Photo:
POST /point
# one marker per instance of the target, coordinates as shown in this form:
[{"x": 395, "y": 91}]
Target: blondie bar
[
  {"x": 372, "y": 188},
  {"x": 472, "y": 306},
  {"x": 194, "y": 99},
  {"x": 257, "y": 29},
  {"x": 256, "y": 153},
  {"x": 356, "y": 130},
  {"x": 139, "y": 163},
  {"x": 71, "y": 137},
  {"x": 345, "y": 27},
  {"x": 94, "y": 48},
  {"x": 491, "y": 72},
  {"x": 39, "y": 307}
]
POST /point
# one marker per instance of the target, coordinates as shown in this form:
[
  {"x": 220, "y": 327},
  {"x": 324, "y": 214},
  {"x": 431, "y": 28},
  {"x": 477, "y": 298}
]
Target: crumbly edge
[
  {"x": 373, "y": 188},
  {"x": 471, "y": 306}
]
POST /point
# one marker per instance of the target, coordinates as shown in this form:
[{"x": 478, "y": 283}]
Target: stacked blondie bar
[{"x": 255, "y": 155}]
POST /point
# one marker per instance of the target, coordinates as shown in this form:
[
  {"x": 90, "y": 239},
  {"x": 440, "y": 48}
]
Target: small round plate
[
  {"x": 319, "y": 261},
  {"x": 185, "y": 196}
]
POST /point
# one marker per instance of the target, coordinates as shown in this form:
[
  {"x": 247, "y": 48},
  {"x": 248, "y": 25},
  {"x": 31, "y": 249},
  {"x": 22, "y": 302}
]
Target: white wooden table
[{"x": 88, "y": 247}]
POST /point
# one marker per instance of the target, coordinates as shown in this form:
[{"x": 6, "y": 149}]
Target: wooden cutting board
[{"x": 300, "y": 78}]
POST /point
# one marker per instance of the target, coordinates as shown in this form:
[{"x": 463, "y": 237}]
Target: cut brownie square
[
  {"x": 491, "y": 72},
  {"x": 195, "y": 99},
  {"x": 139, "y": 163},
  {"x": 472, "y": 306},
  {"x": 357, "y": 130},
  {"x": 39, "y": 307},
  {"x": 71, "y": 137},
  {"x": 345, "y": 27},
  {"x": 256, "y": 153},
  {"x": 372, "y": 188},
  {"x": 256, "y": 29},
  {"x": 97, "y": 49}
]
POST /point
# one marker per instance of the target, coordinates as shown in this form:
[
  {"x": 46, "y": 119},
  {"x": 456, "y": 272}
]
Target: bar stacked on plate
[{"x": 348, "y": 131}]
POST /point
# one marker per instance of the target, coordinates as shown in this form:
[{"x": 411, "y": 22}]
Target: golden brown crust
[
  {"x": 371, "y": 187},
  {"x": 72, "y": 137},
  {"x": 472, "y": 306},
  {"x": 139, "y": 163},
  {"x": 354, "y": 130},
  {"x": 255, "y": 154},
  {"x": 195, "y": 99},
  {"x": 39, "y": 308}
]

AIM: Repeat the records exactly, including every line.

ANSWER TO THE PROBLEM:
Photo:
POST /point
# one marker per instance of the target, coordinates as shown in this form:
[{"x": 395, "y": 91}]
Target: blondie bar
[
  {"x": 372, "y": 188},
  {"x": 472, "y": 306},
  {"x": 194, "y": 99},
  {"x": 257, "y": 29},
  {"x": 256, "y": 153},
  {"x": 356, "y": 130},
  {"x": 139, "y": 163},
  {"x": 71, "y": 137},
  {"x": 345, "y": 27},
  {"x": 94, "y": 48},
  {"x": 491, "y": 72},
  {"x": 39, "y": 307}
]
POST /point
# one marker per instance of the target, coordinates as shown in this form:
[
  {"x": 220, "y": 327},
  {"x": 324, "y": 214},
  {"x": 431, "y": 28},
  {"x": 477, "y": 298}
]
Target: crumbly edge
[
  {"x": 373, "y": 188},
  {"x": 471, "y": 306}
]
POST /point
# one marker per instance of the target, coordinates as shown in this form:
[{"x": 478, "y": 283}]
Target: stacked blondie bar
[{"x": 255, "y": 155}]
POST /point
# one marker per instance of the target, coordinates as shown in this form:
[
  {"x": 90, "y": 239},
  {"x": 440, "y": 48}
]
Target: small round plate
[
  {"x": 319, "y": 261},
  {"x": 185, "y": 196}
]
POST /point
# one marker per instance of the target, coordinates as shown in this form:
[
  {"x": 247, "y": 48},
  {"x": 248, "y": 25},
  {"x": 31, "y": 249},
  {"x": 22, "y": 302}
]
Target: white wooden table
[{"x": 88, "y": 247}]
POST /point
# one marker per instance of the target, coordinates as shown in this form:
[{"x": 6, "y": 149}]
Target: wooden cutting board
[{"x": 300, "y": 78}]
POST /point
# one marker per instance of the target, coordinates as shown in this form:
[{"x": 463, "y": 237}]
Target: cut brownie square
[
  {"x": 491, "y": 72},
  {"x": 195, "y": 99},
  {"x": 139, "y": 163},
  {"x": 472, "y": 306},
  {"x": 357, "y": 130},
  {"x": 39, "y": 307},
  {"x": 71, "y": 137},
  {"x": 345, "y": 27},
  {"x": 256, "y": 153},
  {"x": 372, "y": 188},
  {"x": 256, "y": 29},
  {"x": 97, "y": 49}
]
POST /point
# one marker per instance of the target, coordinates as shown in this form:
[
  {"x": 46, "y": 119},
  {"x": 456, "y": 272}
]
Target: bar stacked on plate
[{"x": 348, "y": 131}]
POST /point
# one marker per instance of the target, coordinates as shown in this form:
[{"x": 411, "y": 22}]
Target: golden brown crust
[
  {"x": 371, "y": 187},
  {"x": 72, "y": 137},
  {"x": 472, "y": 306},
  {"x": 139, "y": 163},
  {"x": 354, "y": 130},
  {"x": 255, "y": 154},
  {"x": 195, "y": 99},
  {"x": 39, "y": 308}
]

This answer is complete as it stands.